She goes as far as to say she prayed for death when she was ill with the sweat because “I thought death a better fate than to sleep with the king,” but rather jarringly goes on to say immediately afterward that “The truth was, we had fallen deeply in love.” Later, she takes the very twenty-first century approach of laying the blame for England’s rupture with the Pope on Catherine of Aragon — “All she had to do was say the marriage was invalid and become the Princess Dowager, and England would have remained a Catholic nation” — and after her aunt’s shocked exclamation of “You should have refused!” responds with “I should have refused King Henry the Eighth?” as if it’s self-evident that this is impossible, even though obviously her predecessor managed it, albeit to her cost.

* **Data items**
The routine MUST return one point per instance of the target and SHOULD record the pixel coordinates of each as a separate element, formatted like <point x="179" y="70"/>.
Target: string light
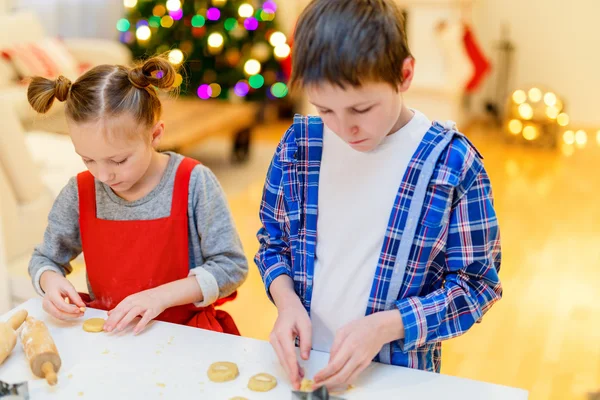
<point x="562" y="119"/>
<point x="257" y="81"/>
<point x="252" y="67"/>
<point x="552" y="112"/>
<point x="279" y="90"/>
<point x="535" y="95"/>
<point x="123" y="25"/>
<point x="198" y="21"/>
<point x="176" y="15"/>
<point x="277" y="39"/>
<point x="569" y="137"/>
<point x="173" y="5"/>
<point x="530" y="132"/>
<point x="215" y="90"/>
<point x="580" y="138"/>
<point x="213" y="14"/>
<point x="166" y="21"/>
<point x="519" y="96"/>
<point x="176" y="56"/>
<point x="215" y="40"/>
<point x="178" y="80"/>
<point x="246" y="10"/>
<point x="526" y="111"/>
<point x="270" y="6"/>
<point x="267" y="15"/>
<point x="159" y="10"/>
<point x="282" y="51"/>
<point x="143" y="33"/>
<point x="550" y="99"/>
<point x="515" y="126"/>
<point x="204" y="92"/>
<point x="241" y="88"/>
<point x="230" y="24"/>
<point x="251" y="24"/>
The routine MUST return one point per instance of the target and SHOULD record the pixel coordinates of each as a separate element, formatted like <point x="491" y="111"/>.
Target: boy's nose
<point x="350" y="130"/>
<point x="105" y="176"/>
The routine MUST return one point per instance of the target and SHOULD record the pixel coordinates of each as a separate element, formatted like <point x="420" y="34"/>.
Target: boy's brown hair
<point x="349" y="42"/>
<point x="107" y="91"/>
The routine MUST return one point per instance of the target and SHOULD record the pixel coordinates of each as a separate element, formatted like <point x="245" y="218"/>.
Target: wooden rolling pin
<point x="8" y="336"/>
<point x="40" y="350"/>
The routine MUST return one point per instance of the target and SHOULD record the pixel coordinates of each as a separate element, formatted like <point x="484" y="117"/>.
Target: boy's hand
<point x="292" y="321"/>
<point x="57" y="288"/>
<point x="147" y="304"/>
<point x="355" y="346"/>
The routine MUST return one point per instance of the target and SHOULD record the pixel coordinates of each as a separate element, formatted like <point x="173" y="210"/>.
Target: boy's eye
<point x="363" y="111"/>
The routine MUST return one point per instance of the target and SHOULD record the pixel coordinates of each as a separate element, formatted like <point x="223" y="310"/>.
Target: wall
<point x="557" y="45"/>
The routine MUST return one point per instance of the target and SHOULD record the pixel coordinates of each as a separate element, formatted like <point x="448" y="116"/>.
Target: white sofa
<point x="25" y="27"/>
<point x="34" y="167"/>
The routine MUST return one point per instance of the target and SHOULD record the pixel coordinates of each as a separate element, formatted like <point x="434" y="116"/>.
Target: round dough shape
<point x="222" y="371"/>
<point x="94" y="325"/>
<point x="262" y="382"/>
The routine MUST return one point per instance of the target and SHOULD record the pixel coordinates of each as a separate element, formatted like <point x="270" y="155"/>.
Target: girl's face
<point x="118" y="151"/>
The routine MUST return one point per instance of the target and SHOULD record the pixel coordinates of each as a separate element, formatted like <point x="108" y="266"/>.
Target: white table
<point x="170" y="361"/>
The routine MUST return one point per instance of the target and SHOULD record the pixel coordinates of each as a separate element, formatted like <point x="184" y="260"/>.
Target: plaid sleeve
<point x="471" y="285"/>
<point x="273" y="257"/>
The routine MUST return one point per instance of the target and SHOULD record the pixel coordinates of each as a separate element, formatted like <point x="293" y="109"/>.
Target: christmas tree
<point x="229" y="49"/>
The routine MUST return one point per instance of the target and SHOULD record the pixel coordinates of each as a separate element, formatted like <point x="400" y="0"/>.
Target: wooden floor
<point x="544" y="335"/>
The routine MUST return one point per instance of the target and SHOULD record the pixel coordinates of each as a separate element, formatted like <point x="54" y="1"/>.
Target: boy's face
<point x="362" y="116"/>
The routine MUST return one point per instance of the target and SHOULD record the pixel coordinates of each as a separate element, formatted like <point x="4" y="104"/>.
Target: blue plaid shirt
<point x="440" y="258"/>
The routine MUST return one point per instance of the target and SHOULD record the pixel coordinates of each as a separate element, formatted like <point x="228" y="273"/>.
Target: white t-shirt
<point x="356" y="195"/>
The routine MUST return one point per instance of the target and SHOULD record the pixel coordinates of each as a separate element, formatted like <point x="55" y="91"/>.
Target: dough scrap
<point x="262" y="382"/>
<point x="222" y="371"/>
<point x="94" y="325"/>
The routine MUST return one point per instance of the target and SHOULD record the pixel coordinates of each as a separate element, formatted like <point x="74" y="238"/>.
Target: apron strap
<point x="410" y="230"/>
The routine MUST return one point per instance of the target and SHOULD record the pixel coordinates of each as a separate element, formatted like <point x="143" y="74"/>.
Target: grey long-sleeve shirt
<point x="216" y="257"/>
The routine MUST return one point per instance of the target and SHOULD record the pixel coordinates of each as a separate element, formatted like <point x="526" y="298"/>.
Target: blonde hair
<point x="107" y="91"/>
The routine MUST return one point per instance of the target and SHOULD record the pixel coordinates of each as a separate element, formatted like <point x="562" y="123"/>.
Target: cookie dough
<point x="262" y="382"/>
<point x="94" y="325"/>
<point x="306" y="385"/>
<point x="222" y="371"/>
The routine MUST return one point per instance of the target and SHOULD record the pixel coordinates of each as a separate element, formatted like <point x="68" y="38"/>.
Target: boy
<point x="379" y="236"/>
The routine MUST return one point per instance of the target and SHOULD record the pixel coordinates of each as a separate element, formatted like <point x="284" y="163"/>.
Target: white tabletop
<point x="169" y="361"/>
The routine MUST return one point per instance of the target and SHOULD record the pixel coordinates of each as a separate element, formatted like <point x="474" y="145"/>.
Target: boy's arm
<point x="471" y="284"/>
<point x="273" y="257"/>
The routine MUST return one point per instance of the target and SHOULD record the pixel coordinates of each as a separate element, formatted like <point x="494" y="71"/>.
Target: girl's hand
<point x="293" y="321"/>
<point x="57" y="288"/>
<point x="147" y="304"/>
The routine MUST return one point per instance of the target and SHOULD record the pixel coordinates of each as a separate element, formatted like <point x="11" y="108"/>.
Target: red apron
<point x="126" y="257"/>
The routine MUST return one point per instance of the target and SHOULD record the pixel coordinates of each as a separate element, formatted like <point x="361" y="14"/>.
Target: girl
<point x="155" y="229"/>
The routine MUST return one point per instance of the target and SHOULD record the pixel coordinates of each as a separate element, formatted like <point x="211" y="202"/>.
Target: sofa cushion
<point x="47" y="57"/>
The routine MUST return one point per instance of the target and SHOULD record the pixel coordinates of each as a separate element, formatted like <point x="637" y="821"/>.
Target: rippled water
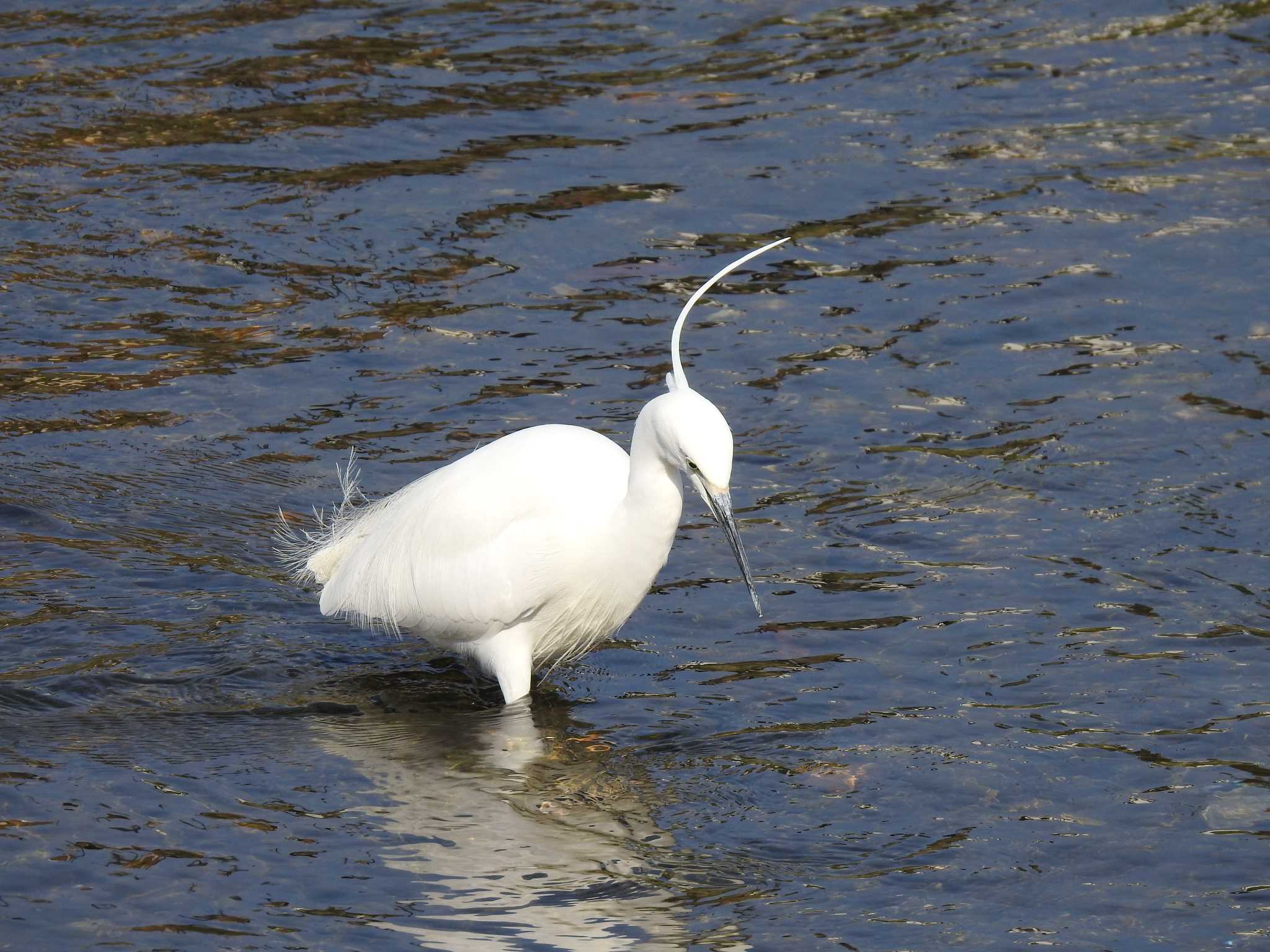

* **WHAT THE TASK REQUIRES**
Please say what, according to the passage, she prayed for when she was ill with the sweat. This material has no connection to the passage.

* **TASK RESPONSE**
She prayed for death.